• WORK TO COMPLETE
Rewrite the material below with every "screenshot" changed to "photo" and everything else unchanged, leaving out the pictures.

• EXERCISE INPUTS
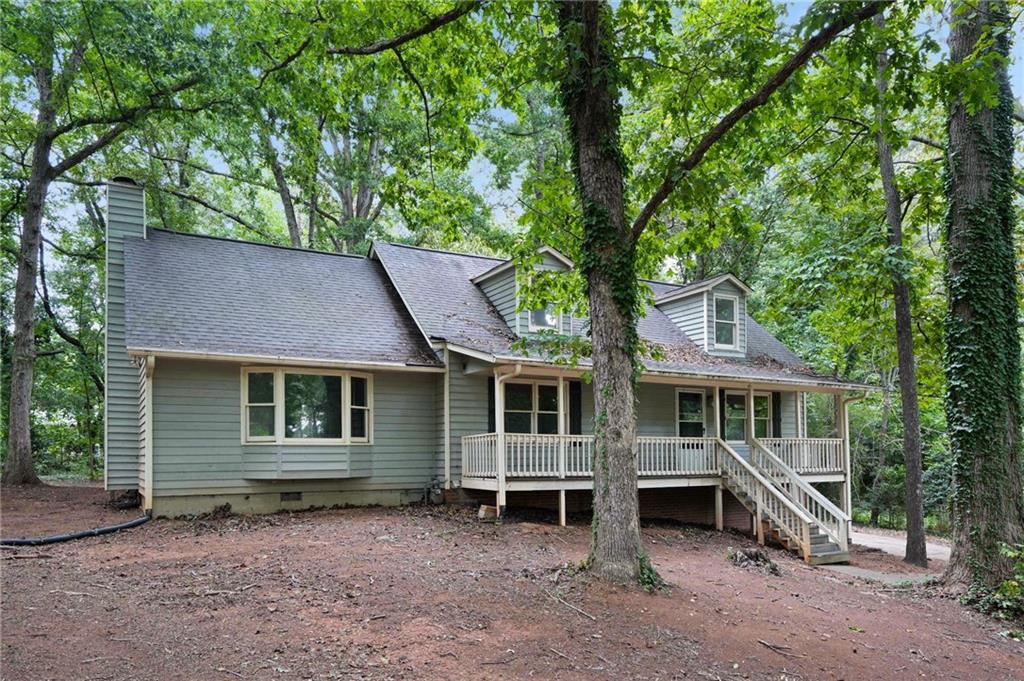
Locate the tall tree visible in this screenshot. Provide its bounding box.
[0,0,231,484]
[558,2,883,581]
[945,0,1024,590]
[874,14,928,567]
[321,1,885,582]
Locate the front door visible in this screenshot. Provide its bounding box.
[725,392,746,442]
[676,390,705,437]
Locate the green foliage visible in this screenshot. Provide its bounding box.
[964,544,1024,640]
[944,4,1022,594]
[637,551,668,593]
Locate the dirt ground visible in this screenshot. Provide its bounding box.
[0,488,1024,681]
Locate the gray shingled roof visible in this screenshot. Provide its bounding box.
[374,242,516,353]
[125,229,440,366]
[374,242,860,387]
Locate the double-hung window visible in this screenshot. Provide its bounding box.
[505,382,558,434]
[754,394,771,438]
[242,368,373,443]
[529,305,559,331]
[715,295,739,350]
[244,372,274,442]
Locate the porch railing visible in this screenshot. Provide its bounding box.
[758,437,843,475]
[462,433,720,478]
[751,440,850,551]
[462,433,498,477]
[718,440,814,560]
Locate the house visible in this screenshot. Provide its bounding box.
[105,180,867,562]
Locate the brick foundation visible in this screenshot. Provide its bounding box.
[464,487,751,531]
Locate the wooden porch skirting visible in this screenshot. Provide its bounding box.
[463,486,751,533]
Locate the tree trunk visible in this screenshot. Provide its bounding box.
[263,127,302,248]
[945,0,1024,590]
[868,372,893,527]
[558,2,641,583]
[874,14,928,567]
[2,135,52,484]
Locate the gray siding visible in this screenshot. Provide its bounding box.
[707,282,746,357]
[659,293,708,347]
[103,184,145,490]
[479,253,572,334]
[153,359,441,497]
[637,383,715,437]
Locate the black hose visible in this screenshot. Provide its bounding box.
[0,511,151,546]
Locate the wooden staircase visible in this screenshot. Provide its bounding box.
[718,440,850,565]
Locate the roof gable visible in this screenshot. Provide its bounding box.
[125,229,439,366]
[654,272,751,305]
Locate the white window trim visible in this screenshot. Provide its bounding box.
[676,388,708,437]
[501,380,560,435]
[752,392,775,437]
[241,367,374,446]
[526,305,562,333]
[242,370,278,443]
[711,293,739,350]
[721,390,750,442]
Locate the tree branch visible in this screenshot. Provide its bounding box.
[39,244,103,394]
[910,135,946,152]
[52,76,201,138]
[631,0,891,242]
[327,0,485,54]
[145,184,278,244]
[256,37,312,90]
[393,49,437,187]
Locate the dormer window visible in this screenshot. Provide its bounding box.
[529,305,558,331]
[715,294,739,350]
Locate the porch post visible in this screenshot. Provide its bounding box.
[746,385,754,446]
[715,484,725,531]
[558,376,567,527]
[495,370,505,509]
[711,385,722,437]
[836,392,853,518]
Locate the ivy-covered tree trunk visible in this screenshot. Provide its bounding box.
[945,0,1024,590]
[558,2,641,582]
[874,14,928,567]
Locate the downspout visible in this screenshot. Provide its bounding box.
[495,364,522,518]
[839,393,867,518]
[444,346,452,490]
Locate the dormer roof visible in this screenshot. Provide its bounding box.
[472,246,574,284]
[654,272,751,305]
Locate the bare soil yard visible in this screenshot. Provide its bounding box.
[0,487,1024,681]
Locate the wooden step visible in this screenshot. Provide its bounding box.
[807,551,850,565]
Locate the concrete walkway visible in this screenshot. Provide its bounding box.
[850,529,949,560]
[821,565,941,587]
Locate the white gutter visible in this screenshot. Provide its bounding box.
[128,347,444,374]
[443,342,878,392]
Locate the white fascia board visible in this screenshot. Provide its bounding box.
[128,347,444,374]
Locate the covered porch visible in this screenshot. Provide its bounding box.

• EXERCISE ANSWER
Locate the tall tree visible in this photo. Provide its bounding box.
[0,0,231,484]
[558,2,883,581]
[945,0,1024,590]
[874,14,928,567]
[321,1,885,582]
Locate the front door visible in this photo. Provide its bounding box.
[725,392,746,442]
[676,390,705,437]
Locate the green foliage visible in this photo. Provide its bounding box.
[964,544,1024,640]
[944,4,1022,594]
[637,551,668,593]
Locate the dirt ground visible in this photo. Provide its bounding box.
[0,488,1024,681]
Locate the gray shingled roof visible in this photo. Provide its bounding box.
[374,242,516,353]
[125,229,440,366]
[374,242,860,387]
Locate the double-hung window visible in this photo. Provide its bounding box.
[505,382,558,434]
[754,394,771,438]
[242,368,373,443]
[529,305,559,331]
[715,295,739,350]
[244,372,274,442]
Locate the porch railing visible in this photo. Provide its bounding box.
[758,437,843,475]
[462,433,720,478]
[751,440,850,551]
[462,433,498,477]
[718,440,814,560]
Locate the house visible in this photo. Provide its bounding box.
[105,180,867,562]
Locate the brick foundation visible in this photo. Provide its bounding box.
[464,487,751,531]
Locate the wooden porch skirting visible in this photo. Provide its bounding box.
[463,486,751,533]
Locate the tree trunk visible in this photo. Provide its bounding box.
[263,127,302,248]
[945,0,1024,590]
[868,372,893,527]
[558,2,641,583]
[874,14,928,567]
[2,135,52,484]
Locate the gray siding visible in this photo. Provide its bounding box.
[707,282,746,357]
[659,293,708,347]
[103,184,145,490]
[479,253,572,334]
[153,359,441,497]
[637,383,715,437]
Locate the black hose visible in this photo. Provide its bounding box.
[0,511,151,546]
Locate the wooden staircase visible in this photo. Provide its bounding box.
[718,440,850,565]
Locate the roof gable visible in this photo. Provide its bounding box.
[125,229,439,366]
[654,272,751,305]
Locate the white window trim visible in this photo. Provide its bounding box.
[676,388,708,437]
[501,380,560,435]
[752,392,775,437]
[241,367,374,446]
[526,305,562,333]
[242,370,278,443]
[711,293,739,350]
[721,390,750,442]
Locate the tree branch visible in this photo. Provide its bounding box.
[39,244,103,394]
[910,135,946,152]
[52,76,201,138]
[631,0,891,242]
[327,0,485,54]
[145,184,278,244]
[256,37,312,90]
[393,49,437,187]
Locate the dormer window visible in this photo. Provide its bounding box.
[529,305,558,331]
[715,294,739,350]
Locate the porch post visible in this photo. Provide its bounding box.
[746,385,754,446]
[715,484,725,531]
[558,376,567,527]
[495,370,505,509]
[711,385,722,437]
[836,392,853,518]
Locate the ivy-covered tree trunk visible in this photo. Provide its bounding box.
[945,0,1024,590]
[558,2,641,582]
[874,14,928,567]
Locate the downspout visible in this photo. Provide its bounding box.
[495,364,522,518]
[839,393,867,518]
[444,346,452,490]
Locate the dormer roof visible in this photo. Provide its bounding box.
[472,246,574,284]
[654,272,751,305]
Locate the bare soil yard visible in this photo. Provide its bounding box.
[0,487,1024,681]
Locate the wooden step visible in this photo. Provide its bounding box.
[807,551,850,565]
Locate the concrete walkway visible in this photo. Provide its bounding box.
[850,529,949,560]
[821,565,941,587]
Locate the white gutter visible in this photo. Provide its bounding box.
[128,347,444,374]
[443,342,878,392]
Locate the white fascia board visible in this photo. Provide its bounding box.
[128,347,444,374]
Locate the covered porch visible in this photo. Provide its bounding box.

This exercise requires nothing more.